(Stored items)
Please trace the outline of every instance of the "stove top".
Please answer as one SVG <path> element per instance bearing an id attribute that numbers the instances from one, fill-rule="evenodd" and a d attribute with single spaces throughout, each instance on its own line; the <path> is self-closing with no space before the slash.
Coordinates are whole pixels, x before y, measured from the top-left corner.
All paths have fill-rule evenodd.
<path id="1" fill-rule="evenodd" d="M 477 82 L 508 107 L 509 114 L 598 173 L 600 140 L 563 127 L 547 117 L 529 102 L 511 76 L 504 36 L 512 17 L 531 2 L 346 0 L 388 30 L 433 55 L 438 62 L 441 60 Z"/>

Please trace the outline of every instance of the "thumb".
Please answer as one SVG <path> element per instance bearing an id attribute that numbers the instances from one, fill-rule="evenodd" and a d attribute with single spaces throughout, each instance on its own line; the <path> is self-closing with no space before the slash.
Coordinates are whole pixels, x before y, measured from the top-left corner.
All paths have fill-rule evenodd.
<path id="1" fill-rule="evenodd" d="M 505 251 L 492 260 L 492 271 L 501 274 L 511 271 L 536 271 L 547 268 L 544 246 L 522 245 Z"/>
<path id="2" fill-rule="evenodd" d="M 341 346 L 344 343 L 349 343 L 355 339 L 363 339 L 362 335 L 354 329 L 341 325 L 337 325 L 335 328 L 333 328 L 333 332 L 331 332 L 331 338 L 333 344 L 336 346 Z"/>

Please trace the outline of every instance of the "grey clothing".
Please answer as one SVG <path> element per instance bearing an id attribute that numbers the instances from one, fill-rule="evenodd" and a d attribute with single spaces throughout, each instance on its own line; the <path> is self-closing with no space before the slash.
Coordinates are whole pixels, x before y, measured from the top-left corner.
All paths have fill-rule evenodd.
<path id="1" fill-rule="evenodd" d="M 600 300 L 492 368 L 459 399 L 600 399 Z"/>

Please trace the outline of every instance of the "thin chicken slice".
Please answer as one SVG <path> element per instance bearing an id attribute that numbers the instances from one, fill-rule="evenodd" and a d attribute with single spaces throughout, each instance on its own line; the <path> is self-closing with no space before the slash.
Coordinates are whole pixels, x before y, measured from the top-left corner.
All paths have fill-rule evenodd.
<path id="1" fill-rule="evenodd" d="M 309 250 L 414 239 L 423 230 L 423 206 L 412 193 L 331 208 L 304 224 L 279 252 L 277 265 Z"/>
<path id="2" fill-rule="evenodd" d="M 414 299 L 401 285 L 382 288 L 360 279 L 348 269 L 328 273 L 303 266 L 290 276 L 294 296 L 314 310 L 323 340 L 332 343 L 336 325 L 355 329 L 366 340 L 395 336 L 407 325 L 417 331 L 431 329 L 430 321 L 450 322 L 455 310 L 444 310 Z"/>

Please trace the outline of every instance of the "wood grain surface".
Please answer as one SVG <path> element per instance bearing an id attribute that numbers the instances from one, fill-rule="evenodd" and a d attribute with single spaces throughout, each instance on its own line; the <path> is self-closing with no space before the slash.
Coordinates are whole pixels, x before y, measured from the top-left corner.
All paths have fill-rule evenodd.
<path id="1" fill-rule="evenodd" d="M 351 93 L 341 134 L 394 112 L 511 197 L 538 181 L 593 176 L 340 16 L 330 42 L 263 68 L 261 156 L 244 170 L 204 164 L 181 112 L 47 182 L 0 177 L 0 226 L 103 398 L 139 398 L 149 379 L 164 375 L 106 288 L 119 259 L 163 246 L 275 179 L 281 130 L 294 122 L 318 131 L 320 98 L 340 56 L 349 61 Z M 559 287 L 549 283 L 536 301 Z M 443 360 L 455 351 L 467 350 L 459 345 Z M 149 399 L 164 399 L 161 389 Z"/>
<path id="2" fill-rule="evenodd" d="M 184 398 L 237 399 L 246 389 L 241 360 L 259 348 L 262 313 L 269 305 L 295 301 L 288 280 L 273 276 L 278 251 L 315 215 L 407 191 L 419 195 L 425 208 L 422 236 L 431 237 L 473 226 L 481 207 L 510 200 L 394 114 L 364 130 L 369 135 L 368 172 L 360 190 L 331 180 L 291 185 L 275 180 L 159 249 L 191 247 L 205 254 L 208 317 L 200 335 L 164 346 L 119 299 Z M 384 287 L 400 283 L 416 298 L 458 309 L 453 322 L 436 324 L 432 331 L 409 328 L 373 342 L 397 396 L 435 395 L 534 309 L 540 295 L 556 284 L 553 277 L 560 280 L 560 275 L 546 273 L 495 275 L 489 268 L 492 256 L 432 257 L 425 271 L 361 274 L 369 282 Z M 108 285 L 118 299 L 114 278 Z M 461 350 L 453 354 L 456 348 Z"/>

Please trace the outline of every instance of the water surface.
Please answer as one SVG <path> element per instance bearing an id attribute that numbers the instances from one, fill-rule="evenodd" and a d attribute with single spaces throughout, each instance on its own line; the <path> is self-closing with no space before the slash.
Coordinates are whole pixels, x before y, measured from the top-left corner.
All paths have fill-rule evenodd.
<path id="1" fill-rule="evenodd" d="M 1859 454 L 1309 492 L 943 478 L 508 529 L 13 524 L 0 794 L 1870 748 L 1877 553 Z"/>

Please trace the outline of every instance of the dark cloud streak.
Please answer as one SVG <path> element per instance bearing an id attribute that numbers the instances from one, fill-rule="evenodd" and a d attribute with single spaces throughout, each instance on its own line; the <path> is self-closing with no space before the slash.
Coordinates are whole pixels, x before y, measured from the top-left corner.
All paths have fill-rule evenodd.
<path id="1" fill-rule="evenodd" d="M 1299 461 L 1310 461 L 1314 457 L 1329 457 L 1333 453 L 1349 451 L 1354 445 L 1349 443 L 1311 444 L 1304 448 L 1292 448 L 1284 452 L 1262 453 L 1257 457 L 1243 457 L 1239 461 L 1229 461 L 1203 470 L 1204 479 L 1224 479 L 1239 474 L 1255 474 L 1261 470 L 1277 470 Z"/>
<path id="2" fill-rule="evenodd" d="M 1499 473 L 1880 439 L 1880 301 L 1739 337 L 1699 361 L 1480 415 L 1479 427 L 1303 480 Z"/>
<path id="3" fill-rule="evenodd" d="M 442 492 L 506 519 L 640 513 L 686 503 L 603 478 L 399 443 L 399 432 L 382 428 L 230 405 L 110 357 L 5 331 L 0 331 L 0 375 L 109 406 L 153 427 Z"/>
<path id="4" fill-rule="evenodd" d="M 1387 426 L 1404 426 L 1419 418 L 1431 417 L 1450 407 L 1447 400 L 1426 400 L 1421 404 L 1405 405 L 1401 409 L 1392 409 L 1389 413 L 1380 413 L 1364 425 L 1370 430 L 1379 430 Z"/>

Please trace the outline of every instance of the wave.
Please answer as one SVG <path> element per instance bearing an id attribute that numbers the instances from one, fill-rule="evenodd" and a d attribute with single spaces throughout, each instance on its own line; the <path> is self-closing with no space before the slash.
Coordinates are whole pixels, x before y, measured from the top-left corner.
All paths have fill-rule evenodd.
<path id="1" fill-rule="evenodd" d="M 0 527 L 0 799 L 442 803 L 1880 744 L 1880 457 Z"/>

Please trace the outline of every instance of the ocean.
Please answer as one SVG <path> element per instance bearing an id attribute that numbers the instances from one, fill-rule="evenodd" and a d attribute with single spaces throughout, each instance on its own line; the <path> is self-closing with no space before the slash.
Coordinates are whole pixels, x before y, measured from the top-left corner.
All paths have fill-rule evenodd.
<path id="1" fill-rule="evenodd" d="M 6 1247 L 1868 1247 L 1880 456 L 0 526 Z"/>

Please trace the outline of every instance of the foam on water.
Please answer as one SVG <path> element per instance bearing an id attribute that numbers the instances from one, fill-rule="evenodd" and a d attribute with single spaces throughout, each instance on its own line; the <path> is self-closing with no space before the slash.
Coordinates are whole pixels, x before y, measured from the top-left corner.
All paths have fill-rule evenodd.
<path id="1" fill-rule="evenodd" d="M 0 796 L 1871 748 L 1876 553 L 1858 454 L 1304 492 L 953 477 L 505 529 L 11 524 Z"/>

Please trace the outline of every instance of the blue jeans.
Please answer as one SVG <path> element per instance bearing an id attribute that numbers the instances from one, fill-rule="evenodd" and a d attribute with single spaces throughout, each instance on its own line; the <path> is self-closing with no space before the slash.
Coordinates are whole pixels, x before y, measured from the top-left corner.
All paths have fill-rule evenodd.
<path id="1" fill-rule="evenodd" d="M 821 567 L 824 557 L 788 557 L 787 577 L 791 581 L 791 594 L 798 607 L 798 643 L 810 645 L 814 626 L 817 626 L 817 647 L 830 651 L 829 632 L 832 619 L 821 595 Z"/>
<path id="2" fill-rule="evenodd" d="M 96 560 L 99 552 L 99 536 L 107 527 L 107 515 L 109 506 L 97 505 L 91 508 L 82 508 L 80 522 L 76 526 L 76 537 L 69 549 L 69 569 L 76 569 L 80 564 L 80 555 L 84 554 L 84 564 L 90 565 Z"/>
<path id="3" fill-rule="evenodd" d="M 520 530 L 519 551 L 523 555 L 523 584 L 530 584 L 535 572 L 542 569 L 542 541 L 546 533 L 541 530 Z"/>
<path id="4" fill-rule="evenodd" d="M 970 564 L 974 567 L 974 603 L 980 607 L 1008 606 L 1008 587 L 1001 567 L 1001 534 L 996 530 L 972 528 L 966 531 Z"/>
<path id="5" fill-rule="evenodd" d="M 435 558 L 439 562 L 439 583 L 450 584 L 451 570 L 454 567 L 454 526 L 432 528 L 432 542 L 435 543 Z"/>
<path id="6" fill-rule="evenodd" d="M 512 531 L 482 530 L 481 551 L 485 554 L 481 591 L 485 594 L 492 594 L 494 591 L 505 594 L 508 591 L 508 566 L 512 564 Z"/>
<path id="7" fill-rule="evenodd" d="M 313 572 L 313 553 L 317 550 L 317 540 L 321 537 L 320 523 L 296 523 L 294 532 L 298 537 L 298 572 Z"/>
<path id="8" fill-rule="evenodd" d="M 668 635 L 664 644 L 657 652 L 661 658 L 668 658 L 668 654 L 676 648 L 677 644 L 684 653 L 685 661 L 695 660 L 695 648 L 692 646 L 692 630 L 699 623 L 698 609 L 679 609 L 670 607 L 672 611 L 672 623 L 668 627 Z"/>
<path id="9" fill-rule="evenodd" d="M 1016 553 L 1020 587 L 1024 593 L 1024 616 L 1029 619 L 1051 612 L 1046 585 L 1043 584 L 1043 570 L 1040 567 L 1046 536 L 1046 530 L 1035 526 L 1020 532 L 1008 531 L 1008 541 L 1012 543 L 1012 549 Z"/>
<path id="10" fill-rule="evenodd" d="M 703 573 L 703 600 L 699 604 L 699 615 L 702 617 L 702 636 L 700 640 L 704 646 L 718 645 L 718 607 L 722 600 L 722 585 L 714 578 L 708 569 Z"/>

** What the exercise asks **
Nothing but the lines with "every" should be returned, copied from the entries above.

** Response below **
Please trace the outline of every instance of the "stove top".
Please trace the outline of every instance of the "thumb".
Please trace the outline of every instance of the "grey clothing".
Please trace the outline of every instance of the "thin chicken slice".
Please trace the outline of every instance of the "wood grain surface".
Please trace the outline of every instance of the water surface.
Please trace the outline of every instance of the dark cloud streak.
Please trace the outline of every instance of the wave.
Please trace the outline of every instance of the ocean.
Please trace the outline of every instance of the foam on water.
Please trace the outline of every instance of the blue jeans.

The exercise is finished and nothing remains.